Exercise goal: Print every entry again, precisely as written.

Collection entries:
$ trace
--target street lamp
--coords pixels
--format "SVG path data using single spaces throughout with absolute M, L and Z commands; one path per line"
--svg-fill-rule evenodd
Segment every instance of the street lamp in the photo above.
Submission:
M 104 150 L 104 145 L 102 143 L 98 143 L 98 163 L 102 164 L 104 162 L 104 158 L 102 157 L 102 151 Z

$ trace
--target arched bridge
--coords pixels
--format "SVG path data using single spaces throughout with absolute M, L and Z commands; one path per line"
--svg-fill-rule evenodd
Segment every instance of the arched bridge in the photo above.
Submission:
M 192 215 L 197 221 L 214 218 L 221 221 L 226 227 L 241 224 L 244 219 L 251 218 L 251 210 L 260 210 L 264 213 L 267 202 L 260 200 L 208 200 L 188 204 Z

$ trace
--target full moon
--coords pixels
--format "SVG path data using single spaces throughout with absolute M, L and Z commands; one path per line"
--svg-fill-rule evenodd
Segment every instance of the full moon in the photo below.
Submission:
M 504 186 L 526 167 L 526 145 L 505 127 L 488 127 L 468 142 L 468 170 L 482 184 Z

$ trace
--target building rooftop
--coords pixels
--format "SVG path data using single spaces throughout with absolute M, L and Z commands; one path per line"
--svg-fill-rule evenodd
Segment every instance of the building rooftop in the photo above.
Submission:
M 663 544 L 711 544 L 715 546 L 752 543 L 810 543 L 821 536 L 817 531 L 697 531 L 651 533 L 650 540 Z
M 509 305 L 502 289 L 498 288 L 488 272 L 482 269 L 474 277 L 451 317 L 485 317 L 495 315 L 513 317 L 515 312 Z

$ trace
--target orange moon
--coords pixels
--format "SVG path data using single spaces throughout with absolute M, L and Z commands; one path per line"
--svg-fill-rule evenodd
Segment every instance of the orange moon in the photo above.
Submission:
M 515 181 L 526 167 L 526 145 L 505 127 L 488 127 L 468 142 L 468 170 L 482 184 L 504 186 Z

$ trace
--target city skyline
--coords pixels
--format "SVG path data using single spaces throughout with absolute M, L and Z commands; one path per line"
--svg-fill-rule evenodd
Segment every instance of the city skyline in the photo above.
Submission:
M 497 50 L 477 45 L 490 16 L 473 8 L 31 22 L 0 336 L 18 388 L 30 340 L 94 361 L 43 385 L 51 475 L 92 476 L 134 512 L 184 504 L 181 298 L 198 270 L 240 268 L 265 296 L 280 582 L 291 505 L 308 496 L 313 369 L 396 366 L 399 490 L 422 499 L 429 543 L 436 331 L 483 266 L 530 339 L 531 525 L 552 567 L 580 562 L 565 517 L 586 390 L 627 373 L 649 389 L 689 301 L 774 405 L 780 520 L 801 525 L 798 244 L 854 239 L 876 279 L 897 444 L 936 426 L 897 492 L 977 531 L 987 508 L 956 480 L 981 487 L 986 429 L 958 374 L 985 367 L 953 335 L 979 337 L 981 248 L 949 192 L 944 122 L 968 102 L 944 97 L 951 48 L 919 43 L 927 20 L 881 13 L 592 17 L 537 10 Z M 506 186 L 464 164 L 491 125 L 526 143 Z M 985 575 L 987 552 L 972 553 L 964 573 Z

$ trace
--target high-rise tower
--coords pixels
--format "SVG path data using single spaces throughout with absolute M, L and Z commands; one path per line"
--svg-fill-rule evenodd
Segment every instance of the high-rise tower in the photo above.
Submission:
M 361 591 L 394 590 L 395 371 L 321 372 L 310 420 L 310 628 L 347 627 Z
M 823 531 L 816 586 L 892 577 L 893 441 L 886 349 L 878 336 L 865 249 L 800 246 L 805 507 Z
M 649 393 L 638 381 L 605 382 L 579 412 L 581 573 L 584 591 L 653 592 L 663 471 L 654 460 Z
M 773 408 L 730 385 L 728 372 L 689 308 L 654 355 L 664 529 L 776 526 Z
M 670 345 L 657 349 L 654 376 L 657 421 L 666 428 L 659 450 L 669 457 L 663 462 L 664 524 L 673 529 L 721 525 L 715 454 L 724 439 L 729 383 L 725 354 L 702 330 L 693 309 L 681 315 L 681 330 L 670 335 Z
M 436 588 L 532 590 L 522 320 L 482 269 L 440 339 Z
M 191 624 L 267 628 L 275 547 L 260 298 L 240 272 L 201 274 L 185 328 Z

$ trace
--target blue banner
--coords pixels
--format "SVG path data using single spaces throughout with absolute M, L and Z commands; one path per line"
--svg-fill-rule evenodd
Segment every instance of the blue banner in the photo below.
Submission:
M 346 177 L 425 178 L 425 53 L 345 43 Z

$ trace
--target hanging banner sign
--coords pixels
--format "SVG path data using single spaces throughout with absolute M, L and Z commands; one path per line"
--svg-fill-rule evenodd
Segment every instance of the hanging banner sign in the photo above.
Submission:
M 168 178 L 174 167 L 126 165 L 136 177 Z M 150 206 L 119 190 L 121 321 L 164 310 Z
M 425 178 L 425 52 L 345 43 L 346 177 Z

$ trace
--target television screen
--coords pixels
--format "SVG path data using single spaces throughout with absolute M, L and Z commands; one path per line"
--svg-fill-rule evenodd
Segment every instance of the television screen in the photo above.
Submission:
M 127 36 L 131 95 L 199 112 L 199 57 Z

Written solution:
$ trace
--target street lamp
--coords pixels
--format "SVG path data using single spaces throughout with absolute M, L and Z commands; one path per line"
--svg-fill-rule evenodd
Segment every instance of the street lamp in the photo above.
Submission:
M 104 150 L 104 145 L 102 143 L 98 143 L 98 163 L 102 164 L 104 162 L 104 158 L 102 157 L 102 151 Z

$ trace
--target arched bridge
--coords pixels
--format "SVG path data using single spaces throughout with absolute M, L and Z commands; one path per line"
--svg-fill-rule evenodd
Segment every instance of the arched bridge in the photo above.
Submission:
M 192 215 L 197 221 L 214 218 L 221 221 L 226 227 L 241 224 L 244 219 L 251 218 L 251 210 L 260 210 L 264 213 L 267 202 L 260 200 L 208 200 L 188 204 Z

$ trace
--target full moon
--coords pixels
--format "SVG path data using single spaces throughout with absolute M, L and Z commands; one path per line"
--svg-fill-rule evenodd
Segment every instance of the full moon in the photo below.
Submission:
M 504 186 L 526 167 L 526 145 L 505 127 L 488 127 L 468 142 L 468 170 L 482 184 Z

$ trace
--target building rooftop
--coords pixels
--format "SVG path data using single spaces throughout with absolute M, L and Z commands; one path per line"
--svg-fill-rule evenodd
Segment every instance of the building rooftop in the photo above.
Submission:
M 663 544 L 711 544 L 715 546 L 752 543 L 810 543 L 821 536 L 817 531 L 697 531 L 651 533 L 650 540 Z
M 509 305 L 502 289 L 498 288 L 488 272 L 482 269 L 474 277 L 451 317 L 485 317 L 495 315 L 513 317 L 515 312 Z

$ trace
--target orange moon
--coords pixels
--format "SVG path data using single spaces throughout with absolute M, L and Z commands; one path per line"
--svg-fill-rule evenodd
Segment every instance of the orange moon in the photo above.
Submission:
M 515 181 L 526 167 L 526 145 L 505 127 L 488 127 L 468 142 L 468 170 L 482 184 L 504 186 Z

$ trace
--target city skyline
--coords pixels
--format "SVG path data using single spaces throughout with absolute M, L and Z commands; one path per line"
--svg-fill-rule evenodd
Segment every instance of the city skyline in the photo above.
Submission:
M 497 50 L 477 45 L 490 16 L 473 8 L 31 22 L 0 336 L 18 388 L 30 340 L 94 361 L 43 385 L 51 475 L 92 476 L 134 512 L 184 504 L 181 298 L 198 270 L 240 268 L 265 296 L 280 582 L 291 505 L 308 496 L 313 369 L 396 366 L 399 490 L 422 499 L 429 543 L 436 331 L 483 266 L 530 339 L 531 525 L 552 567 L 580 562 L 565 517 L 586 390 L 627 373 L 649 389 L 689 301 L 774 405 L 780 520 L 801 525 L 798 244 L 854 239 L 876 279 L 897 444 L 936 426 L 897 492 L 977 531 L 987 508 L 956 480 L 981 487 L 986 429 L 958 374 L 985 367 L 953 335 L 979 337 L 981 248 L 949 192 L 944 122 L 968 102 L 944 97 L 951 48 L 919 43 L 927 20 L 881 13 L 592 17 L 537 10 Z M 506 186 L 464 164 L 491 125 L 526 143 Z M 985 575 L 987 552 L 972 553 L 964 573 Z

$ trace
--target high-rise tower
--coords pixels
--format "SVG path data using single spaces throughout with absolute M, L and Z commands; one path per line"
--svg-fill-rule evenodd
Segment every instance of the high-rise tower in the photo above.
Submission:
M 361 591 L 394 590 L 395 371 L 321 372 L 310 420 L 310 628 L 347 627 Z
M 823 531 L 816 586 L 892 577 L 893 441 L 886 349 L 878 336 L 865 249 L 800 246 L 805 507 Z
M 649 393 L 638 381 L 605 382 L 579 412 L 581 573 L 584 591 L 653 592 L 663 471 L 654 460 Z
M 773 408 L 730 385 L 728 372 L 689 308 L 654 355 L 664 529 L 776 526 Z
M 670 345 L 657 349 L 654 376 L 657 421 L 666 428 L 659 450 L 669 457 L 663 462 L 664 524 L 673 529 L 721 525 L 715 454 L 724 439 L 729 383 L 725 354 L 702 330 L 693 309 L 681 315 L 681 330 L 670 335 Z
M 436 588 L 532 590 L 522 320 L 482 269 L 440 339 Z
M 191 624 L 267 628 L 275 547 L 260 298 L 240 272 L 201 274 L 185 328 Z

$ trace
--target blue banner
--coords pixels
--format "SVG path data using single spaces throughout with absolute M, L and Z commands; one path per line"
--svg-fill-rule evenodd
Segment every instance of the blue banner in the photo below.
Submission:
M 346 177 L 425 178 L 425 53 L 345 43 Z

$ trace
--target hanging banner sign
--coords pixels
--format "SVG path data using single spaces throughout with absolute M, L and Z commands; one path per line"
--svg-fill-rule evenodd
Segment every instance of the hanging banner sign in the photo above.
Submission:
M 168 178 L 174 167 L 126 165 L 136 177 Z M 150 206 L 119 190 L 121 321 L 164 310 Z
M 425 178 L 425 52 L 345 43 L 346 177 Z

$ trace
--target television screen
--coords pixels
--format "SVG path data using single spaces throughout with absolute M, L and Z commands; one path per line"
--svg-fill-rule evenodd
Segment every instance of the television screen in the photo above.
Submission:
M 127 36 L 131 95 L 199 112 L 199 57 Z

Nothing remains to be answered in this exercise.